GIVEN INSTRUCTION: Pick out every line in the records below that contains the string "aircraft", and copy each of those lines.

## START INFORMATION SHOWN

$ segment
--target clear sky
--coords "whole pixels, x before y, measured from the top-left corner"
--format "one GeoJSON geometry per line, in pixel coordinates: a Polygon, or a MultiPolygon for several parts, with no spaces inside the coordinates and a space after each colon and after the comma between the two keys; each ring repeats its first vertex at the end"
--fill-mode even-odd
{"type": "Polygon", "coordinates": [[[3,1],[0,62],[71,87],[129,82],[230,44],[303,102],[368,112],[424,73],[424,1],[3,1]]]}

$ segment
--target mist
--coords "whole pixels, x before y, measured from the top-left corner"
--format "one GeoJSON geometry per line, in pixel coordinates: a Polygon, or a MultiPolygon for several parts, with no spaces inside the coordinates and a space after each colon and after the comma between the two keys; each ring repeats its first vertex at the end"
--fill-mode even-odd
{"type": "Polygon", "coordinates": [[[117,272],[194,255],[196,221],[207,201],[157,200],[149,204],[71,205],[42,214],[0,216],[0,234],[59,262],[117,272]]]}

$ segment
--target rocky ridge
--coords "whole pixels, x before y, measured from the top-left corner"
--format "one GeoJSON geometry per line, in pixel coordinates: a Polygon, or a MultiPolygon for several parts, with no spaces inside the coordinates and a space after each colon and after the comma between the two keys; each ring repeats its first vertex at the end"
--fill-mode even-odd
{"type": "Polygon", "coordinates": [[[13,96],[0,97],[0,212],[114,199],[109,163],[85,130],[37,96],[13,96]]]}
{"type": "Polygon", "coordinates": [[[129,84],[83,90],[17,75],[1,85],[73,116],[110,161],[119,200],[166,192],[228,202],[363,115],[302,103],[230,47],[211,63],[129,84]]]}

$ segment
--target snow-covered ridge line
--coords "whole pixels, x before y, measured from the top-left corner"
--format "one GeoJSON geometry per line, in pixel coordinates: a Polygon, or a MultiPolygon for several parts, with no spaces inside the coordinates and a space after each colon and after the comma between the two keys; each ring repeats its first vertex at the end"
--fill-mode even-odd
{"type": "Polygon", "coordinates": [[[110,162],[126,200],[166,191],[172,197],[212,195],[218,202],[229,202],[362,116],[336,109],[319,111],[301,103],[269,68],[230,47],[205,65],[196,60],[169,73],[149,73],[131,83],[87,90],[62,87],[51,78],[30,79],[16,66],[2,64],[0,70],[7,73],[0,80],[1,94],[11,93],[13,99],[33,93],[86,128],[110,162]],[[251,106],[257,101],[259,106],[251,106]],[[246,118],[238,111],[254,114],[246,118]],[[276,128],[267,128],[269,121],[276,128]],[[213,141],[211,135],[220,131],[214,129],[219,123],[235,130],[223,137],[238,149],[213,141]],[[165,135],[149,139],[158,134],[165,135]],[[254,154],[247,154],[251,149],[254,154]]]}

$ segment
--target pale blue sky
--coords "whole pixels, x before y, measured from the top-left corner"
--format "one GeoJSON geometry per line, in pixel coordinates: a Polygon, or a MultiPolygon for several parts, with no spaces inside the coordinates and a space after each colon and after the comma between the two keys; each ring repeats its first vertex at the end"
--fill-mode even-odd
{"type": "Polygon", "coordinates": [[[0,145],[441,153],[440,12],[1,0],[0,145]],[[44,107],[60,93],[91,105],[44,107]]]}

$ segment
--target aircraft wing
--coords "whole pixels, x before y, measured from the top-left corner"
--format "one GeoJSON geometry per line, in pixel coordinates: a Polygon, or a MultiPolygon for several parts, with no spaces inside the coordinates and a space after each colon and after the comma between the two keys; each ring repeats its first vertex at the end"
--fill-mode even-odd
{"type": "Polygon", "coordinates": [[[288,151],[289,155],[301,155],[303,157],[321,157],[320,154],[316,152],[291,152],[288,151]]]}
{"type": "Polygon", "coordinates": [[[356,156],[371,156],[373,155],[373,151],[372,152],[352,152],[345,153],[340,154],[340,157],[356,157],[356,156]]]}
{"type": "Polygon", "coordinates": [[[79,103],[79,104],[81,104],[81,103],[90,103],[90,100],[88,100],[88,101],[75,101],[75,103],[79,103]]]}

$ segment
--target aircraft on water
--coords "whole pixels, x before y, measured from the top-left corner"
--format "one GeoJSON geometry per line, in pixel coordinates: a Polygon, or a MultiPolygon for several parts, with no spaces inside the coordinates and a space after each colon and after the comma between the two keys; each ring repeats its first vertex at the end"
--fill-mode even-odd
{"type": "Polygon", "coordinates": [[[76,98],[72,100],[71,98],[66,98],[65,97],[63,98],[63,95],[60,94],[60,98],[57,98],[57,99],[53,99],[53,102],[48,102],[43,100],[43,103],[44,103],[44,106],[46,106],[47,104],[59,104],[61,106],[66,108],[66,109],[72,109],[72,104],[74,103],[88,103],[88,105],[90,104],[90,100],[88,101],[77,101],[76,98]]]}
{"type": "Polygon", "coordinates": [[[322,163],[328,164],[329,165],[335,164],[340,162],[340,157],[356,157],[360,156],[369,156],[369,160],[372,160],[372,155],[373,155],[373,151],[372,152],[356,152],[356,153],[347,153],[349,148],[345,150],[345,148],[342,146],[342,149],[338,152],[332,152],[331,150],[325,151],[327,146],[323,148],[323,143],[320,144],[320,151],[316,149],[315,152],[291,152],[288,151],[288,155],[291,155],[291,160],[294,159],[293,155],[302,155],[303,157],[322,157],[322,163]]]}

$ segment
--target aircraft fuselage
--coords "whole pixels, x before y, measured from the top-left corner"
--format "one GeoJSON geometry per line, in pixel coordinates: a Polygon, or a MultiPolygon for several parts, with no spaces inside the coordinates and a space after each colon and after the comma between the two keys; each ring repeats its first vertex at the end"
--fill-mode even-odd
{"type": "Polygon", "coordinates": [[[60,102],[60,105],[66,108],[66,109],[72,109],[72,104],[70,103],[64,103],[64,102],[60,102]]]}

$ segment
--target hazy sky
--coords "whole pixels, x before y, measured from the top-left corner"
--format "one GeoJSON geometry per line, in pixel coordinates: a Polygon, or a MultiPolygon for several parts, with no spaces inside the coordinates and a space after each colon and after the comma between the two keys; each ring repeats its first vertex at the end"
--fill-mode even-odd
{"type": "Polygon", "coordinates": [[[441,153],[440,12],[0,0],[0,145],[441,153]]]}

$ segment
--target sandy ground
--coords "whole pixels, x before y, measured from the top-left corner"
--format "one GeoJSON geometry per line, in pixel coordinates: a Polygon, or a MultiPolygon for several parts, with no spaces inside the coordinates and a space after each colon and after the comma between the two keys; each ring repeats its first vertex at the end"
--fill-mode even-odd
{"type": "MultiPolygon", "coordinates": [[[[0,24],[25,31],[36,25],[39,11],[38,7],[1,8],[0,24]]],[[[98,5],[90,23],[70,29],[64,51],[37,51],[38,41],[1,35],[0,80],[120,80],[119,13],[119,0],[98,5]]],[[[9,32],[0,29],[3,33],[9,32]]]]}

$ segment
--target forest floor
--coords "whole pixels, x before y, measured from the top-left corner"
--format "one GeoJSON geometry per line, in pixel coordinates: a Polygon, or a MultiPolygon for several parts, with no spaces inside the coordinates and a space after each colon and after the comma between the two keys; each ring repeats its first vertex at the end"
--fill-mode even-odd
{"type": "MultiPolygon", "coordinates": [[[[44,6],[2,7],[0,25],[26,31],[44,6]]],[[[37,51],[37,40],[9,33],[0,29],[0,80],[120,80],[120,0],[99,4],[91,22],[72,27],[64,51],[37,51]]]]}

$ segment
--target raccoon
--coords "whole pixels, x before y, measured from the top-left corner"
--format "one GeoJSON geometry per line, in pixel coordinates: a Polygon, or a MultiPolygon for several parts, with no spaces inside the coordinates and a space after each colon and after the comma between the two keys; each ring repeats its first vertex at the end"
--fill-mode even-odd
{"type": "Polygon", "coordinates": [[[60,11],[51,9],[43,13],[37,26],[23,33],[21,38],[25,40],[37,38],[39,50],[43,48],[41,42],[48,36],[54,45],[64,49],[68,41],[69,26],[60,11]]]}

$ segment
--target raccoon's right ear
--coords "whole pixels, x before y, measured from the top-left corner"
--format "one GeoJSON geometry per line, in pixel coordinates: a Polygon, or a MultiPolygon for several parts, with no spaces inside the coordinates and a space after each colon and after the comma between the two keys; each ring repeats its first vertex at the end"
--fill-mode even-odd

## END INFORMATION SHOWN

SOLUTION TO THIS TASK:
--target aircraft wing
--target aircraft on water
--target aircraft fuselage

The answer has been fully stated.